→ **PASSAGE SHOWN**
The heat fuser includes a heater, and an alternating current is supplied to the heater. As a result, the toner image transferred to the recording paper is fused as a permanent image on a recording paper by heat that generates according to the alternating current supplied to the heater.

In general, the heater is dependent on temperature, and a resistance value of the heater changes greatly according to the temperature of the heater. In other words, when the temperature of the heater is low, the resistance value is extremely small comparing to a case when the temperature of the heater is high. As a result, when the temperature of the heater is low, an extremely large incoming electric current flows through the heater, a power supply voltage of the MFP decreases, and a flicker generates on the exposure unit. When the flicker generates, light intensity of the exposure unit becomes uneven, and there is a possibility for an image quality on the recording paper to deteriorate.

SUMMARY OF THE INVENTION

Therefore, an advantage of the present invention is to provide a heater energization control circuit and method, and an image forming apparatus that can prevent an incoming electric current flowing through a heater of a heat fuser.

→ **GIVEN TASK 1**
Reproduce the passage on heater current in the heat fuser above, word for word and in full.

→ **TASK INPUTS**
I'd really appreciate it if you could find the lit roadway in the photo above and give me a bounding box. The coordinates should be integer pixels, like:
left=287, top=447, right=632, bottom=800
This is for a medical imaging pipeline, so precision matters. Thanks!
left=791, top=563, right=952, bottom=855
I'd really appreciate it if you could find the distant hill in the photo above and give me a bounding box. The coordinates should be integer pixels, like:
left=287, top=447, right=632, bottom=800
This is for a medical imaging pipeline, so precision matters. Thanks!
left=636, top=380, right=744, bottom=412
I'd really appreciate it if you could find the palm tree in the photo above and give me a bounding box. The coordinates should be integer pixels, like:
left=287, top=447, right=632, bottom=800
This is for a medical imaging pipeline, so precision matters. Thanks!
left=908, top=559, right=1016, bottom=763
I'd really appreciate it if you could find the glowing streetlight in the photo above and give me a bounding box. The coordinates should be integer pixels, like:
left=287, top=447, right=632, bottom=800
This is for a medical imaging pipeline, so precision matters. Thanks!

→ **GIVEN TASK 2**
Write out the rows verbatim, from the very first row through the line containing "left=791, top=563, right=952, bottom=855", with that line included.

→ **COMPLETE RESPONSE 1**
The heat fuser includes a heater, and an alternating current is supplied to the heater. As a result, the toner image transferred to the recording paper is fused as a permanent image on a recording paper by heat that generates according to the alternating current supplied to the heater.

In general, the heater is dependent on temperature, and a resistance value of the heater changes greatly according to the temperature of the heater. In other words, when the temperature of the heater is low, the resistance value is extremely small comparing to a case when the temperature of the heater is high. As a result, when the temperature of the heater is low, an extremely large incoming electric current flows through the heater, a power supply voltage of the MFP decreases, and a flicker generates on the exposure unit. When the flicker generates, light intensity of the exposure unit becomes uneven, and there is a possibility for an image quality on the recording paper to deteriorate.

SUMMARY OF THE INVENTION

Therefore, an advantage of the present invention is to provide a heater energization control circuit and method, and an image forming apparatus that can prevent an incoming electric current flowing through a heater of a heat fuser.

→ **COMPLETE RESPONSE 2**
I'd really appreciate it if you could find the lit roadway in the photo above and give me a bounding box. The coordinates should be integer pixels, like:
left=287, top=447, right=632, bottom=800
This is for a medical imaging pipeline, so precision matters. Thanks!
left=791, top=563, right=952, bottom=855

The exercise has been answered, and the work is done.